PAGE:
........

12. Selon les députés requérants, faute d’avoir défini ces manquements en des termes suffisamment précis, ces dispositions permettraient de réprimer des faits extrêmement divers, sans qu’il soit exigé d’établir un lien entre ces faits et le bon fonctionnement de l’établissement ou le fonctionnement normal du service public. Il en résulterait une méconnaissance du principe de la séparation des pouvoirs garanti par l’article 16 de la Déclaration des droits de l’homme et du citoyen de 1789 ainsi que des principes de proportionnalité des peines et non bis in idem.
13. Ils soutiennent également qu’en sanctionnant de tels faits, même lorsqu’ils sont commis en dehors de l’enceinte d’un établissement, ces dispositions feraient peser sur l’usager la charge de la preuve de l’absence de commission du manquement, en méconnaissance du « principe de sûreté » protégé par l’article 2 de la Déclaration de 1789, et du « principe de clarté de la loi ».
14. Selon l’article 8 de la Déclaration de 1789 : « La loi ne doit établir que des peines strictement et évidemment nécessaires, et nul ne peut être puni qu’en vertu d’une loi établie et promulguée antérieurement au délit, et légalement appliquée ». En vertu du principe de légalité des délits et des peines, le législateur ou, dans son domaine de compétence, le pouvoir réglementaire, doivent fixer les sanctions ayant le caractère d’une punition en des termes suffisamment clairs et précis.

........

DONNÉES FOURNIES:
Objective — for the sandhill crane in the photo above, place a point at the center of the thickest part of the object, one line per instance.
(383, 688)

........

TÂCHES DEMANDÉES:
a: Indiquez, d'après la page, quel article de la Déclaration de 1789 garantit le principe de la séparation des pouvoirs.
b: Citez le passage de la page qui va de « 12. Selon les » jusqu'à « bis in idem. » inclus.

TÂCHES RÉSOLUES:
a: L'article 16.

b:
12. Selon les députés requérants, faute d’avoir défini ces manquements en des termes suffisamment précis, ces dispositions permettraient de réprimer des faits extrêmement divers, sans qu’il soit exigé d’établir un lien entre ces faits et le bon fonctionnement de l’établissement ou le fonctionnement normal du service public. Il en résulterait une méconnaissance du principe de la séparation des pouvoirs garanti par l’article 16 de la Déclaration des droits de l’homme et du citoyen de 1789 ainsi que des principes de proportionnalité des peines et non bis in idem.